** BEGIN SUPPLIED DATA **
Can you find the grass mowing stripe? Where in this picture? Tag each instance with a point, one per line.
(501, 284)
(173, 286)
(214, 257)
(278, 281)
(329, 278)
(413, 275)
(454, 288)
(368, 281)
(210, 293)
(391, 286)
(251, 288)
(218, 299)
** END SUPPLIED DATA **
* _GOAL OF THE EXERCISE_: Output every line of the records above again, word for word and in the same order.

* _SOLVED PROBLEM_:
Can you find the grass mowing stripe? Where in this picture? Tag each instance with a point, one per line.
(501, 284)
(173, 286)
(214, 257)
(278, 281)
(329, 278)
(413, 275)
(454, 288)
(368, 281)
(210, 293)
(391, 286)
(251, 288)
(218, 299)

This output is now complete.